- _SELECTED EXTRACT_:
···
He says he was running a fever and had felt extreme fatigue. Head ache, cold, fever, sore throat, suffocation and lack of taste and smell were some of his other symptoms.

More than the physical uneasiness, he was bothered by the severe mental stress. He was worried whether he would see his wife, kids and mother again. His eyes would fill with tears whenever he thought about them. Sleep evaded him; even if he managed to fall asleep, nightmares haunted him.

Seeing him severely distressed, his room-mates didn’t have the heart to send him away to the quarantine centre. They told the health workers that they would take care of him and would inform them in case of an emergency. By that time the quarantine centres were overcrowding with patients.

The room-mates made sure that he wasn’t alone at any time. They sat on his bedside, taking care of him and offering him mental support. Sometimes, he even chided them for putting their lives at risk. “I am fortunate that I have such great friends as I had heard news of people locking up a COVID 19 patient in the balcony or throwing them out of rooms and residences. The most difficult part was to manage everything without revealing the truth to my family. I hadn’t informed my family or friends in Kerala. I was becoming more stressful. I became short tempered and would break down into tears when no one was watching. Though my symptoms subsided within a week, it took more than 24 days for me to test negative. I got tested again, 14 days after I had tested positive. But, I had to wait another 14 days to finally become negative. Soon, I got back to my regular life and began going to the office,” recalls the young man.

However, the real ordeal began after that. Many of his colleagues ignored him for months as he had been a COVID 19 patient. People were even scared to talk to him. He admits that these behaviours had hurt him. He tried hard to make himself stronger and resilient. He thought that his colleagues were scared because they were worried for their safety. He slowly learned to relax when he began looking at things from others’ perspectives.

Two months after testing positive, his body began showing signs of post COVID side effects. He began experiencing fatigue, lethargy and sudden weight loss. As these were symptoms of diabetes, he decided to consult a doctor. After running a few tests, it was found that his blood sugar level was sky high. The doctor told him that 5 -6 out of ten COVID 19 patients are likely to get diabetes as an after effect. The doctor prescribed him insulin shots.
···
- _SUPPLIED RECORDS_:
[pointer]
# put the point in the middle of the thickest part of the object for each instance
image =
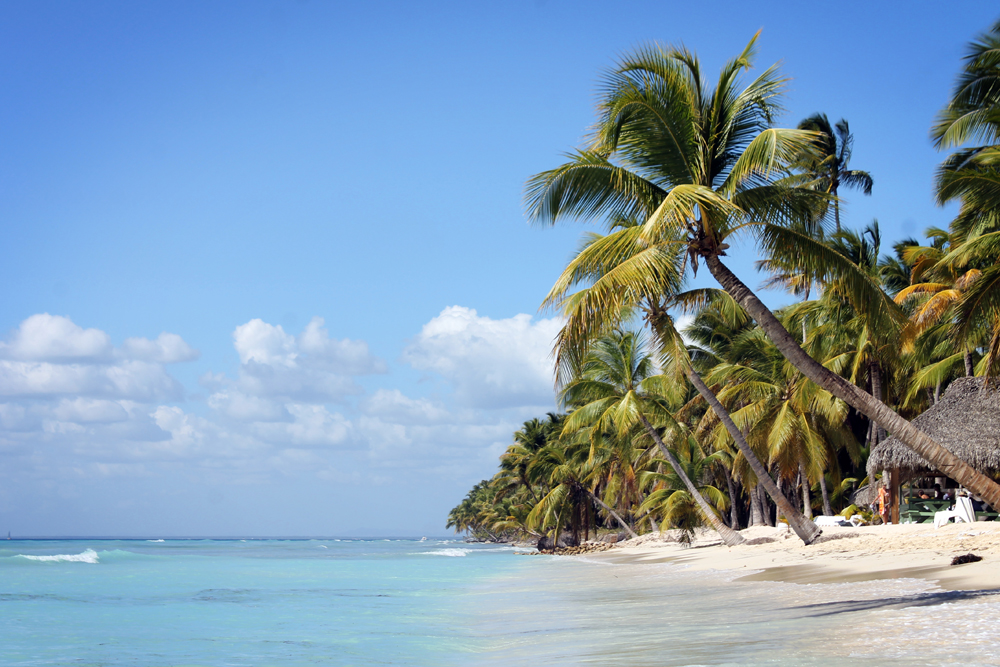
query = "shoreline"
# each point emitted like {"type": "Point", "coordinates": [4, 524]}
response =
{"type": "Point", "coordinates": [840, 555]}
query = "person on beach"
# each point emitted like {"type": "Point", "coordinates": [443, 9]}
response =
{"type": "Point", "coordinates": [883, 503]}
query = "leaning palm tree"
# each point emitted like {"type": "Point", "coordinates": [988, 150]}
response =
{"type": "Point", "coordinates": [828, 169]}
{"type": "Point", "coordinates": [625, 278]}
{"type": "Point", "coordinates": [670, 495]}
{"type": "Point", "coordinates": [700, 166]}
{"type": "Point", "coordinates": [616, 388]}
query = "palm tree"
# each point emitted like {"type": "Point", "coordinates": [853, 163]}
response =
{"type": "Point", "coordinates": [971, 175]}
{"type": "Point", "coordinates": [828, 169]}
{"type": "Point", "coordinates": [625, 277]}
{"type": "Point", "coordinates": [616, 389]}
{"type": "Point", "coordinates": [699, 166]}
{"type": "Point", "coordinates": [670, 495]}
{"type": "Point", "coordinates": [936, 286]}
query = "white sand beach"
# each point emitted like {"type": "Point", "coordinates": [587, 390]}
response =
{"type": "Point", "coordinates": [840, 555]}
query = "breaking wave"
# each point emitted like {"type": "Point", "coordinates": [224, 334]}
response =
{"type": "Point", "coordinates": [454, 553]}
{"type": "Point", "coordinates": [88, 556]}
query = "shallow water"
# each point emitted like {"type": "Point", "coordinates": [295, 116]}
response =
{"type": "Point", "coordinates": [442, 602]}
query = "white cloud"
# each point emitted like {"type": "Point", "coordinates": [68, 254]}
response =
{"type": "Point", "coordinates": [166, 349]}
{"type": "Point", "coordinates": [393, 405]}
{"type": "Point", "coordinates": [312, 368]}
{"type": "Point", "coordinates": [89, 410]}
{"type": "Point", "coordinates": [49, 355]}
{"type": "Point", "coordinates": [263, 343]}
{"type": "Point", "coordinates": [491, 363]}
{"type": "Point", "coordinates": [136, 380]}
{"type": "Point", "coordinates": [72, 401]}
{"type": "Point", "coordinates": [45, 337]}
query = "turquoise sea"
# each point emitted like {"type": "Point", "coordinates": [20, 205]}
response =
{"type": "Point", "coordinates": [443, 602]}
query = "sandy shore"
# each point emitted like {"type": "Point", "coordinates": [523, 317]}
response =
{"type": "Point", "coordinates": [840, 554]}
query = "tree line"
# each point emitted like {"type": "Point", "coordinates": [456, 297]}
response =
{"type": "Point", "coordinates": [748, 413]}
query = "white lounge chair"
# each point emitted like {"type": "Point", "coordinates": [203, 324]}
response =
{"type": "Point", "coordinates": [835, 520]}
{"type": "Point", "coordinates": [962, 511]}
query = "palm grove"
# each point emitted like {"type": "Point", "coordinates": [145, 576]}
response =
{"type": "Point", "coordinates": [748, 414]}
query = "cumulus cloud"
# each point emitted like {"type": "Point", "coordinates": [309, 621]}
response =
{"type": "Point", "coordinates": [309, 368]}
{"type": "Point", "coordinates": [491, 363]}
{"type": "Point", "coordinates": [45, 337]}
{"type": "Point", "coordinates": [166, 349]}
{"type": "Point", "coordinates": [49, 355]}
{"type": "Point", "coordinates": [393, 405]}
{"type": "Point", "coordinates": [70, 398]}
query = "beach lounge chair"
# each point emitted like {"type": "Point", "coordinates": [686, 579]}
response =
{"type": "Point", "coordinates": [962, 511]}
{"type": "Point", "coordinates": [835, 520]}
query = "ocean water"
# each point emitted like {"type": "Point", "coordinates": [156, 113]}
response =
{"type": "Point", "coordinates": [443, 602]}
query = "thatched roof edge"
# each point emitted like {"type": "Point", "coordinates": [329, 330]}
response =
{"type": "Point", "coordinates": [966, 420]}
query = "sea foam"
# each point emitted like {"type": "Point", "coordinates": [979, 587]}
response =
{"type": "Point", "coordinates": [88, 556]}
{"type": "Point", "coordinates": [454, 553]}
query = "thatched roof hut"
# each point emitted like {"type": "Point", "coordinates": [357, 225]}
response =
{"type": "Point", "coordinates": [966, 420]}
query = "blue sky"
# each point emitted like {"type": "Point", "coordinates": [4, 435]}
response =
{"type": "Point", "coordinates": [266, 269]}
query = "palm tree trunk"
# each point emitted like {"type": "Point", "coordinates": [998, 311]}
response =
{"type": "Point", "coordinates": [827, 509]}
{"type": "Point", "coordinates": [612, 513]}
{"type": "Point", "coordinates": [806, 499]}
{"type": "Point", "coordinates": [734, 516]}
{"type": "Point", "coordinates": [939, 457]}
{"type": "Point", "coordinates": [758, 513]}
{"type": "Point", "coordinates": [876, 372]}
{"type": "Point", "coordinates": [729, 536]}
{"type": "Point", "coordinates": [804, 528]}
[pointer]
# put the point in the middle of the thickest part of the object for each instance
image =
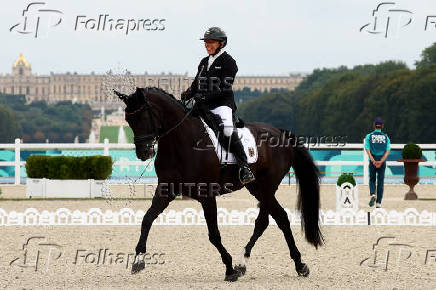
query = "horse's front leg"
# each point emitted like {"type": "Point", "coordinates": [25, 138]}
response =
{"type": "Point", "coordinates": [262, 222]}
{"type": "Point", "coordinates": [210, 214]}
{"type": "Point", "coordinates": [158, 205]}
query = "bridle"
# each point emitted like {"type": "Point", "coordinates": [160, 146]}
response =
{"type": "Point", "coordinates": [150, 140]}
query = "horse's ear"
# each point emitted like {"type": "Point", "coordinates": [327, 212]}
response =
{"type": "Point", "coordinates": [122, 96]}
{"type": "Point", "coordinates": [141, 92]}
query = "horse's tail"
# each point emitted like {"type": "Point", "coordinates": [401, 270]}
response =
{"type": "Point", "coordinates": [308, 178]}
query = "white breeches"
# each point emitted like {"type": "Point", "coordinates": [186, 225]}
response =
{"type": "Point", "coordinates": [226, 116]}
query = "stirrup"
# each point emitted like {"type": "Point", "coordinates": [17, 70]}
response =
{"type": "Point", "coordinates": [248, 179]}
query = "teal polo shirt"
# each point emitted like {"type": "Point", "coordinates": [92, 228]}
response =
{"type": "Point", "coordinates": [377, 142]}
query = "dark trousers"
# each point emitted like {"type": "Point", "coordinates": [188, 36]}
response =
{"type": "Point", "coordinates": [380, 172]}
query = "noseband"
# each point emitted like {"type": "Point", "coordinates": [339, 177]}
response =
{"type": "Point", "coordinates": [150, 140]}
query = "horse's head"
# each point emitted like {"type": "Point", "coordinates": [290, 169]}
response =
{"type": "Point", "coordinates": [143, 119]}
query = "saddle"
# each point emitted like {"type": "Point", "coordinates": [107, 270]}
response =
{"type": "Point", "coordinates": [212, 122]}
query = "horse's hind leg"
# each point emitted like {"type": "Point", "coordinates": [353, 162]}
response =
{"type": "Point", "coordinates": [281, 218]}
{"type": "Point", "coordinates": [262, 222]}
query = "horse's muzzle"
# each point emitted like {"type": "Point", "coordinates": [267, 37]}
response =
{"type": "Point", "coordinates": [144, 152]}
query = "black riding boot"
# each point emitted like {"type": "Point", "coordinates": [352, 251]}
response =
{"type": "Point", "coordinates": [236, 147]}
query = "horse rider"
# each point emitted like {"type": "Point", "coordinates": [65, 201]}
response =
{"type": "Point", "coordinates": [212, 91]}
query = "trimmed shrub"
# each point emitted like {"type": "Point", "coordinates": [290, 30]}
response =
{"type": "Point", "coordinates": [411, 151]}
{"type": "Point", "coordinates": [346, 177]}
{"type": "Point", "coordinates": [68, 167]}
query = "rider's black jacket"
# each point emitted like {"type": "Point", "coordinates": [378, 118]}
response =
{"type": "Point", "coordinates": [216, 83]}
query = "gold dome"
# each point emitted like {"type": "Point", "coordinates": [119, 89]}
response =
{"type": "Point", "coordinates": [21, 61]}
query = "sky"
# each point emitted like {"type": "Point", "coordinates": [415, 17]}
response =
{"type": "Point", "coordinates": [264, 37]}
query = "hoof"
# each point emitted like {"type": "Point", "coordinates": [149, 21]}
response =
{"type": "Point", "coordinates": [234, 276]}
{"type": "Point", "coordinates": [303, 270]}
{"type": "Point", "coordinates": [138, 265]}
{"type": "Point", "coordinates": [241, 269]}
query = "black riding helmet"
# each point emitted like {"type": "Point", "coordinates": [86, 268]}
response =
{"type": "Point", "coordinates": [218, 34]}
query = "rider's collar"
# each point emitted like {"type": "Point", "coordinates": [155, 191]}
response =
{"type": "Point", "coordinates": [214, 56]}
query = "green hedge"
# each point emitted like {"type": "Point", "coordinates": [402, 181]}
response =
{"type": "Point", "coordinates": [411, 151]}
{"type": "Point", "coordinates": [67, 167]}
{"type": "Point", "coordinates": [346, 177]}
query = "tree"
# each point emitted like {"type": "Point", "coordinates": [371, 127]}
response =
{"type": "Point", "coordinates": [428, 57]}
{"type": "Point", "coordinates": [9, 127]}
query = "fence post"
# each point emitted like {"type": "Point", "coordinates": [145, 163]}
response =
{"type": "Point", "coordinates": [106, 147]}
{"type": "Point", "coordinates": [365, 165]}
{"type": "Point", "coordinates": [17, 161]}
···
- _EXERCISE DESCRIPTION_:
Pick up the account of a COVID-19 patient's illness and its aftermath where it stops, and continue it.

- _YOUR RESPONSE_:
Within two weeks, he could regulate the blood sugar through medication and strict diet. However, he had to continue the insulin shots and other medicines for the next 4 -5 months. He says he is grateful to the doctor for the latter’s amazing support and timely diagnosis. The dosage of the medicines was lowered gradually, as his condition began to improve.

Now, he has recovered completely and leads a healthy life. Though he has stopped taking medicines, he still follows a healthy diet and life style.

“A friend of mine had gifted me a small fish when all these stress was making me severely ill. It was a beta fish which swam around in a cute little fish bowl. Beta fish is not too big and is commonly known as the solider fish in local parlance. I fed it every day and took care of it. I noticed that I was feeling positive when I was watching the fish. I made sure to spend some time with the fish before I went to the office and after I came back,” he says.

Impressed by the little beta fish, he purchased a brand new fish tank the next month itself. He then filled it with beautiful ornamental fishes. He began learning more about the different types of fish feeds, their breeding and medicines too. Tending to the fishes made him active and busy. Slowly, he felt that his mind was relaxing. “I am really enjoying my life in the company of my beloved fishes. I can’t even express how happy I am when I spend time with them. Now, I watch Youtube only to study more about the food, medicines and various breeding techniques of fishes,” the young man signs off.